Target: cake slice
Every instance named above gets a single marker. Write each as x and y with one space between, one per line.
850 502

==

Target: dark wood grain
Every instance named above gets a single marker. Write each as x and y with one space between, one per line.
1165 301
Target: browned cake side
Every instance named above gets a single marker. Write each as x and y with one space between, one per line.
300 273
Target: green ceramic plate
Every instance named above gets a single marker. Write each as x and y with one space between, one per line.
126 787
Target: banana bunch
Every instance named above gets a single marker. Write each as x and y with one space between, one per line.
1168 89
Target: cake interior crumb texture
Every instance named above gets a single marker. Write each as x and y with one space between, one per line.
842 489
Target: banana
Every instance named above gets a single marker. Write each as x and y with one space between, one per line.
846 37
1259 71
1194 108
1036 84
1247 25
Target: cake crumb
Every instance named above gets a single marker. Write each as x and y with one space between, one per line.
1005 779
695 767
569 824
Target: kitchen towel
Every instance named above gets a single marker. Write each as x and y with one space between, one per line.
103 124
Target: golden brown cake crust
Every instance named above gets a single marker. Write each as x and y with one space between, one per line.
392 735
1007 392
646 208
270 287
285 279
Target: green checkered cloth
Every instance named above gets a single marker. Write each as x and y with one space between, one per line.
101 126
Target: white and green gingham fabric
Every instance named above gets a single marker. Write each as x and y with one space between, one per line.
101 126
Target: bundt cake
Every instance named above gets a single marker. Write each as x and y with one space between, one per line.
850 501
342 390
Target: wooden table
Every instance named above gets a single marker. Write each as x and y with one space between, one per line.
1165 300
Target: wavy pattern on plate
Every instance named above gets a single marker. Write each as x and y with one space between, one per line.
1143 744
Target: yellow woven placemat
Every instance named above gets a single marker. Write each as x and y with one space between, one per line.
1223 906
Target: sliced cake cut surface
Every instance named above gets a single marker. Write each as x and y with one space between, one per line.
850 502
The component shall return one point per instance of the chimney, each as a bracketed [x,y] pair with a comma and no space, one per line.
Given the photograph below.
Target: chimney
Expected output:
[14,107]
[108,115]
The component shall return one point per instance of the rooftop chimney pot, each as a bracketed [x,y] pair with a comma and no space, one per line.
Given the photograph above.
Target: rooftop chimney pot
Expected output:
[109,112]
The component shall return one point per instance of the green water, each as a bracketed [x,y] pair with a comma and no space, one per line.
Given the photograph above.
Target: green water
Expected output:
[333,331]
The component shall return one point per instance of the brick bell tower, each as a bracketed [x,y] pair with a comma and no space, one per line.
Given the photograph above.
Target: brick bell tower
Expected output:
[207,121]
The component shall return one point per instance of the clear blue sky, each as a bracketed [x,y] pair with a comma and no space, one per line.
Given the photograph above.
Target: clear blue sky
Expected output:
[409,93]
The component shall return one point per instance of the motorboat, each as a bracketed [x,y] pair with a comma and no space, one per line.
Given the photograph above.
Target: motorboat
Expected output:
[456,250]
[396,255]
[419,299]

YOUR INSTRUCTIONS:
For the material above, reproduce exactly the lines from the line with "Target: white and green gingham fabric" to the line with "Target: bundt cake", inclusive, and exclude all others.

RESPONSE TO THE TASK:
Target: white and green gingham fabric
Every instance named above gets a single marker. Write each as x and y with one space between, one per line.
101 126
Target: bundt cake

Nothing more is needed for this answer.